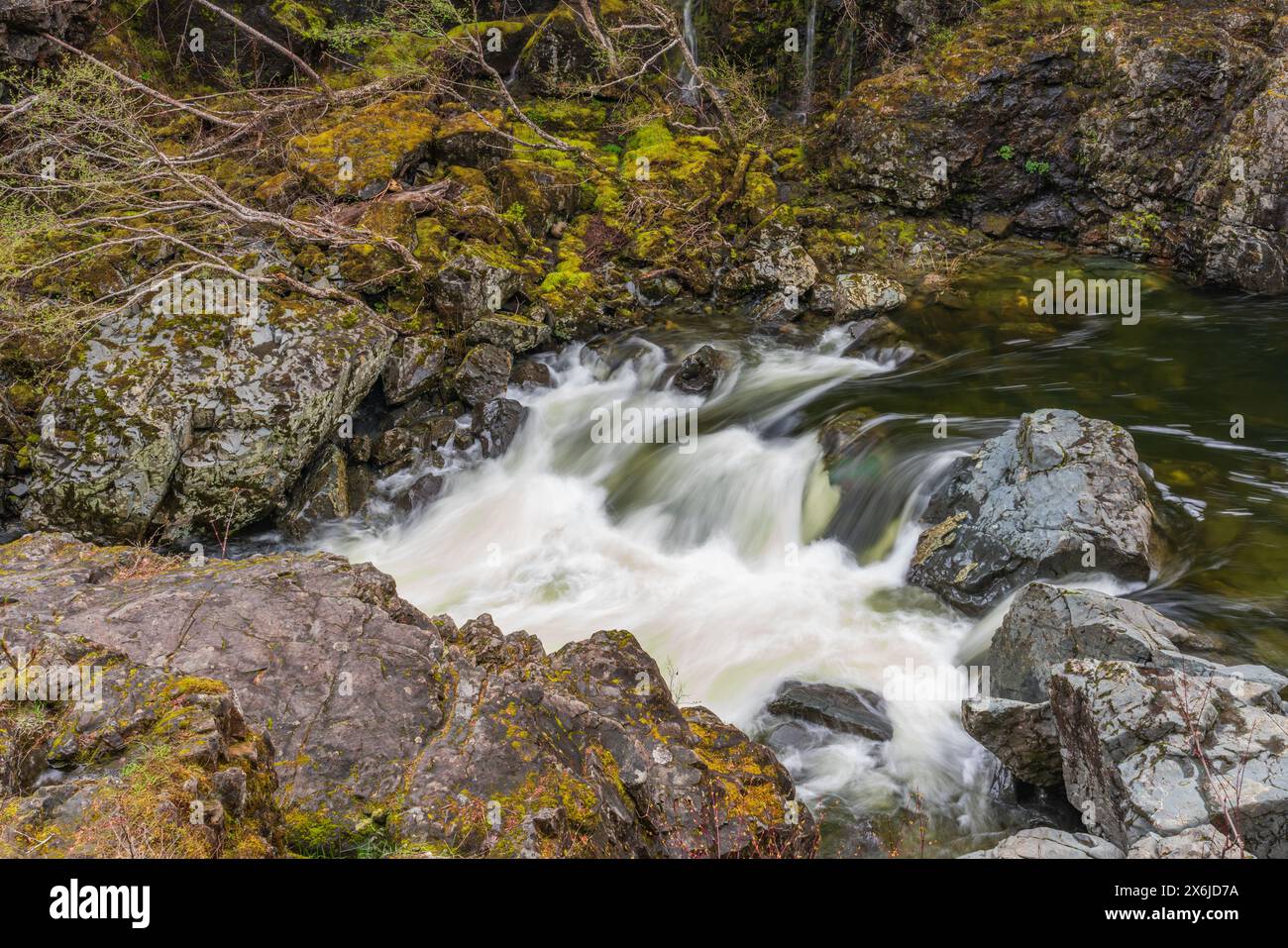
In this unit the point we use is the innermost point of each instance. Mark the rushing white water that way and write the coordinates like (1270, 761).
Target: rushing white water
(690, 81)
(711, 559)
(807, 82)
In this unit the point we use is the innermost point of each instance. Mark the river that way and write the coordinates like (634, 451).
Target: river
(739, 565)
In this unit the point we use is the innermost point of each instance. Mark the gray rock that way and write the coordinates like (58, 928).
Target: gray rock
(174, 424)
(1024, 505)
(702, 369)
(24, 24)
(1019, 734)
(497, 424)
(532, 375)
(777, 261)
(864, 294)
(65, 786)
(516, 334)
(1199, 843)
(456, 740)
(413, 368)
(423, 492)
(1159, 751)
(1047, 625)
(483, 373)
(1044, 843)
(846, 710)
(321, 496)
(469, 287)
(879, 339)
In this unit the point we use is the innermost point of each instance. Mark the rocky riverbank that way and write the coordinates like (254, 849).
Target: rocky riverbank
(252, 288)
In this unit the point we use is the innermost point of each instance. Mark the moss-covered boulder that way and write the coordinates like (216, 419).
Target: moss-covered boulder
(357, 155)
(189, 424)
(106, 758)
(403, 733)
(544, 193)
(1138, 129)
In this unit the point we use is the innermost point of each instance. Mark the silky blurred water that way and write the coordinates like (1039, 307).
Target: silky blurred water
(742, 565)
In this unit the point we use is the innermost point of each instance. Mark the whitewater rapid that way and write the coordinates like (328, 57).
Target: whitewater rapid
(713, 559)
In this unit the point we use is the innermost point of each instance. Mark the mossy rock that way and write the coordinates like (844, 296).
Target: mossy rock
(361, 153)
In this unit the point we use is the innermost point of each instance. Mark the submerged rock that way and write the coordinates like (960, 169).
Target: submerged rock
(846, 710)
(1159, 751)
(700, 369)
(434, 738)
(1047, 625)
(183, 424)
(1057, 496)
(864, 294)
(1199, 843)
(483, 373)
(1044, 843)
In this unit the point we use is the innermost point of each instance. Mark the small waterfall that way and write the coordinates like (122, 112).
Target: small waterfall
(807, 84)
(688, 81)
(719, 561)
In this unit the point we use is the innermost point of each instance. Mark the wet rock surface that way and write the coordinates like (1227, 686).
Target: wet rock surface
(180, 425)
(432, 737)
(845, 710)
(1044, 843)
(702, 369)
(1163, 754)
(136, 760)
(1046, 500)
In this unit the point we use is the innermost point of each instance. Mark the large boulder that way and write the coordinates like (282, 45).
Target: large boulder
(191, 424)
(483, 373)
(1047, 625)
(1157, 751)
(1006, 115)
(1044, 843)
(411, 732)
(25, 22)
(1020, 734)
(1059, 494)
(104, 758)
•••
** Given exercise **
Please put every entry above into a two-column CSV headed "prompt" and "output", one row per entry. Place each text in a single quoted field, turn line breaks into spaces, and leave the pictures out.

** Solved exercise **
prompt,output
"In this unit the point we use is the innermost point of each instance. Mark the rushing white water that way and write the coordinates like (1270, 761). Target: rushing white water","(690, 81) (711, 559) (807, 82)"
"In this unit the point we use is the innermost point of each instance. Mark the river that way and write the coordinates like (634, 451). Target: river","(739, 565)"
"In this unit the point we use is the innermost point of each instance. Mark the gray rock that way and write the coordinates like (58, 928). Target: gray rock","(174, 424) (1024, 505) (702, 369) (24, 24) (1019, 734) (497, 424) (532, 375) (777, 261) (864, 294) (65, 786) (516, 334) (1199, 843) (456, 740) (413, 368) (423, 492) (1159, 751) (1047, 625) (483, 373) (1044, 843) (846, 710) (321, 496) (469, 287) (879, 339)"
"In this unit the point we use is the innermost point of each instance. Mark the rocky riverbank that way and write the coordinates like (254, 849). Target: rocky riverbank","(252, 288)"
"In this unit the point we use is the innermost point of each instance. Mark the moss-covered boulder that way and write the coordinates like (216, 419). Target: moss-covered boulder","(357, 155) (189, 424) (106, 758) (403, 733) (544, 193) (1138, 129)"
"In this unit the point we use is the innermost point of each instance. Mark the silky blurred water that way and write the coordinates like (1039, 307). Target: silky blurred water","(742, 565)"
"In this unit the point we use is the innermost point of each instance. Mark the whitewater rapid that way and write the coordinates like (328, 57). Target: whitewater rapid","(713, 559)"
"In this unit the point we use is the innermost point of each instance. Mark the mossy rock that way and write the coordinates like (844, 296). Target: mossy rock","(361, 153)"
"In this unit the point we use is the innermost point of each instance. Mark the submerged rock that way and write the coordinates like (960, 169). Target: submerged rock","(846, 710) (1159, 751) (700, 369) (434, 738) (1047, 625) (183, 424) (1057, 496) (864, 294) (1199, 843) (483, 373) (1044, 843)"
"In this unit the point we use is the innermost point of each instance. Mark the small waterfall that way and write the coordinates like (122, 112). Target: small waterfall","(807, 84) (688, 81) (719, 561)"
"In this unit the point we use is the innermost point of each instance. Mark the wet rock surface that way and write the coordinates like (1227, 686). Target: wet rock surface","(180, 425) (432, 737) (845, 710) (1044, 843) (702, 369) (1163, 754) (136, 760) (1046, 500)"
"In this unit the point we use is the innermost point of each instance. Mark the large boulder that way and write the coordinates like (282, 45). Target: large boulder","(191, 424) (483, 373) (1047, 625) (1157, 751) (1006, 115) (1044, 843) (411, 732) (25, 22) (1020, 734) (1059, 494) (104, 758)"